___ Dataset ___

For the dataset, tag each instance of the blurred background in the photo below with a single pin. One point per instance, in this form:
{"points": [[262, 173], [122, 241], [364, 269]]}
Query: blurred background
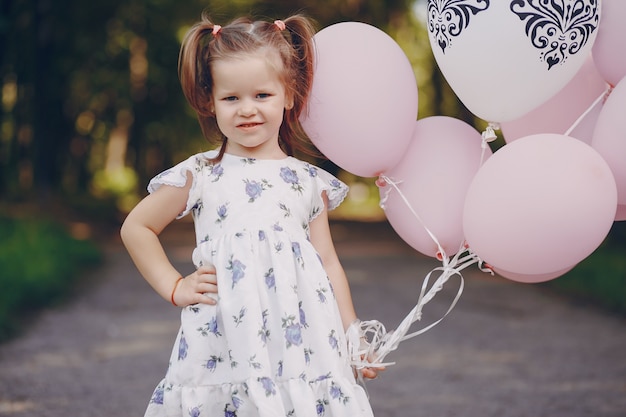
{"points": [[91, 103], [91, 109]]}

___
___ Dataset ___

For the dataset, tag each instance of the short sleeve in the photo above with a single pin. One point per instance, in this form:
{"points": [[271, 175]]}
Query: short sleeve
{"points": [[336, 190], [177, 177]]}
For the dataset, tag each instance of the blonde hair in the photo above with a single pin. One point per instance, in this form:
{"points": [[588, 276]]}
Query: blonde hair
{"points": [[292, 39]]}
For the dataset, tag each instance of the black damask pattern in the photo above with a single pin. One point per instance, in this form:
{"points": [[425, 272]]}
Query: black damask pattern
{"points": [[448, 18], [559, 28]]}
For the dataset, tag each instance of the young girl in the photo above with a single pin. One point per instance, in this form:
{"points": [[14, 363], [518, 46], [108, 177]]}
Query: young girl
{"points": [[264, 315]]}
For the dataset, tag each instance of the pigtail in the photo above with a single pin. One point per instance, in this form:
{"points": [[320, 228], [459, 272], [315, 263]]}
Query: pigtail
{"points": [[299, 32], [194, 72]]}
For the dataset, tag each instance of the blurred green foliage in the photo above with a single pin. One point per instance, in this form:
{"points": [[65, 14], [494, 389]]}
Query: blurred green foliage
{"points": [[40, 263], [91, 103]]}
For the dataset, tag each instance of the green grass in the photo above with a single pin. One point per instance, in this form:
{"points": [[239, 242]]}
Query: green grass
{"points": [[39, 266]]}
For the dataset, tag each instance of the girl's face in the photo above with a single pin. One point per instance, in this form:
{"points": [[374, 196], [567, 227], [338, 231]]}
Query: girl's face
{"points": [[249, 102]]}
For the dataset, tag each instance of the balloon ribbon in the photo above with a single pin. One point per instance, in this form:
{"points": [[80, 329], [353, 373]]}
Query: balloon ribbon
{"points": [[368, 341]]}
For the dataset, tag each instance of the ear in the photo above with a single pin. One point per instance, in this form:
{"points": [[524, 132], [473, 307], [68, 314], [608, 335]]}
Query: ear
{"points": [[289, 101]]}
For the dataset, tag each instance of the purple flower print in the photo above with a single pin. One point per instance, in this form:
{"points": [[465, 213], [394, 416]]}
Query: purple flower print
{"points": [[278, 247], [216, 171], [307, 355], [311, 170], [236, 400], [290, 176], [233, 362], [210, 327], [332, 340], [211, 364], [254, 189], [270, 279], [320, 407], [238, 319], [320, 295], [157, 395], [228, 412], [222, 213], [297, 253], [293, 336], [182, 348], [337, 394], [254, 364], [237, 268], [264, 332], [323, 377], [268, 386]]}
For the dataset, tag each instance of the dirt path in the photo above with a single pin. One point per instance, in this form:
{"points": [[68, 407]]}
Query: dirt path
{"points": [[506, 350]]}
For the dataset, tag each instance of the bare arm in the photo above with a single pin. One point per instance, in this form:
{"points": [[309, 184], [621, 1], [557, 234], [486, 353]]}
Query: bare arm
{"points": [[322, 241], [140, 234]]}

___
___ Dataset ___

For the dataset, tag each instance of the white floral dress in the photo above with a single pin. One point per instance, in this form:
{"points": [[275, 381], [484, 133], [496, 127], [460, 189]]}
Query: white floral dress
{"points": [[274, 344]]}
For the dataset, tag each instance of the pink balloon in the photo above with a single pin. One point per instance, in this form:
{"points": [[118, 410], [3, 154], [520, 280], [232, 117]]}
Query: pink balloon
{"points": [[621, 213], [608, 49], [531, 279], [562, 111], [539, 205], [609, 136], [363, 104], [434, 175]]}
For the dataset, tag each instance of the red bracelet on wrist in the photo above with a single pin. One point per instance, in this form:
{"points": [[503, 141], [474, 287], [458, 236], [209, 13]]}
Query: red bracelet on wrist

___

Please return every line above that contains the word "blonde". Case counts.

• Reply to the exercise:
For the dataset, tag each instance of the blonde hair in the photo above with a single pin. One point per instance, in this form:
Query: blonde hair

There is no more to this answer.